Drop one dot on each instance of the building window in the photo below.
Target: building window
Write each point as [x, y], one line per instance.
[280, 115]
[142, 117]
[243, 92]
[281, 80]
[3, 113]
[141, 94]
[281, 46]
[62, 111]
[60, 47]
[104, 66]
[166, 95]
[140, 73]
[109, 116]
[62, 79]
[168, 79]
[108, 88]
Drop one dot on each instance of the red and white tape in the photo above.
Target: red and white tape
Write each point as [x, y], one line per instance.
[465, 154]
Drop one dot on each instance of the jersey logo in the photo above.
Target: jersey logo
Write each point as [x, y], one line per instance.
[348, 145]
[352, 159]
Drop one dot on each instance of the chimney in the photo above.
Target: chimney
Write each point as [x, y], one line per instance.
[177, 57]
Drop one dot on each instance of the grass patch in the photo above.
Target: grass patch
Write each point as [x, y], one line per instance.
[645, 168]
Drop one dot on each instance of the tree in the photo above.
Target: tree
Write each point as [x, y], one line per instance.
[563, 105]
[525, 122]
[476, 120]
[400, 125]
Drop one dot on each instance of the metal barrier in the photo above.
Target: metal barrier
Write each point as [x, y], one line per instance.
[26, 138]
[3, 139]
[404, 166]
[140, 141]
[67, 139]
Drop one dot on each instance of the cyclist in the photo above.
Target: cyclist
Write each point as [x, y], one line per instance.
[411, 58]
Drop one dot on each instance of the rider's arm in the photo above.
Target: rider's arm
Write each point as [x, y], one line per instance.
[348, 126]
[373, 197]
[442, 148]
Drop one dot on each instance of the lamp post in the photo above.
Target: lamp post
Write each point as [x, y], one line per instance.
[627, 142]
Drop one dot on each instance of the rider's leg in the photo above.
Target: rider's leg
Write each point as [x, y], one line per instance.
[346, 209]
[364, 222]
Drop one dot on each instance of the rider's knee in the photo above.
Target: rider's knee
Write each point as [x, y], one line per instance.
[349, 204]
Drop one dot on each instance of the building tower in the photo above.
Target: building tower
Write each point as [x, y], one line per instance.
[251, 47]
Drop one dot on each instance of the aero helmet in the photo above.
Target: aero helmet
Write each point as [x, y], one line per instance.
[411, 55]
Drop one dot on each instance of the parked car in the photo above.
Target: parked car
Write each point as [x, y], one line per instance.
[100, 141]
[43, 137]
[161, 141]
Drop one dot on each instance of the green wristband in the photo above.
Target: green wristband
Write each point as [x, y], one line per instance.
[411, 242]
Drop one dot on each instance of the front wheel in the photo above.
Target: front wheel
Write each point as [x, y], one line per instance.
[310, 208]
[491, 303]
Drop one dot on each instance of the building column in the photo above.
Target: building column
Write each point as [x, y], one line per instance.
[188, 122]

::::::::

What you need to do
Convert all of the entries above into a two-column CSV with the headers "prompt" and "points", one row per entry, giving its text and its answer. Put each value in a single double-quoted field, with line breaks replaced by spaces.

Complete output
prompt,points
"Drop one dot on each instance of the building window in the photo below. Target: building window Write each point as [x, y], one line per instance.","[280, 115] [142, 117] [243, 92] [281, 80] [3, 113] [141, 94] [281, 46] [62, 111] [60, 47] [104, 66] [166, 95] [140, 73] [109, 116] [62, 79] [168, 79] [108, 88]"
"Drop one dot on each instance of the red and white tape in the photo above. Target: red and white tape Write each point as [x, y], one line per instance.","[465, 154]"
"Drop one dot on each instance of the jersey logo in the photo above. Target: jersey logo Write each point as [x, y], one line per instance.","[348, 145] [352, 159]"
"Drop one dot on each instance of the chimney in the photo above. Target: chimney Write each point as [x, y], one line per instance.","[177, 57]"
"Drop one dot on each instance of the grass patch in the photo above. Target: grass patch Write each point as [x, y], one line per instance.","[645, 168]"
"Drop one dot on each instance of the tree in the photo above. Target: tree Write each point as [x, y], one line per instance.","[563, 105] [525, 122] [476, 120] [400, 125]"
"Drop one dot on each instance of the metal barrier in the photo above. Target: metal barrier Write each point as [x, y], one line per instance.","[26, 138] [3, 139] [404, 166] [140, 141] [67, 139]"
"Drop one dot on each instance of the cyclist in the photo above. Target: cyclist Write each point as [x, y], one line per instance.","[411, 58]"
"Drop one dot on each instance of the rider's arm in the photo above. Target: rider's arm Write each point as [x, y], one line per instance.","[348, 126] [373, 197] [442, 148]"
"Drop one dot on each instance of the lamp post in the photo above. Target: lamp post Write each point as [x, y], one line per instance.","[627, 142]"
"Drop one dot on each instance of the rider's leg in the photo above. Target: rider's leg Write each point as [x, y], one line per instance.","[346, 209] [364, 222]"
"Drop one dot on each instance of the rider's knee in the photo above. Target: rider's knee Write each point as [x, y], one line per instance.","[349, 204]"
"Drop one dot on each instance of the building tower in the photo above. Target: building tower Write each point as [x, y], one line per instance.","[251, 47]"
"Drop one dot on each instance of the aero helmet in the photo above. Target: aero helmet Write each point as [x, y], one line per instance.","[411, 55]"
"Drop one dot on each instance of the parked car in the photo above. Target: parked car Write each point as [x, y], one line per instance.","[100, 141] [43, 137] [161, 141]"
"Drop one dot on each instance of the green wristband in the photo above. Target: green wristband Write each point as [x, y], one line per instance.","[411, 242]"
"Drop one dot on each instance of the front wheel in the photo above. Target: front wheel Write each point as [x, y], one line per instance.","[310, 208] [491, 303]"
"Drop one dot on each instance of the building column in the photo above. Target: building column Write each point as [x, y], one line per instance.","[188, 122]"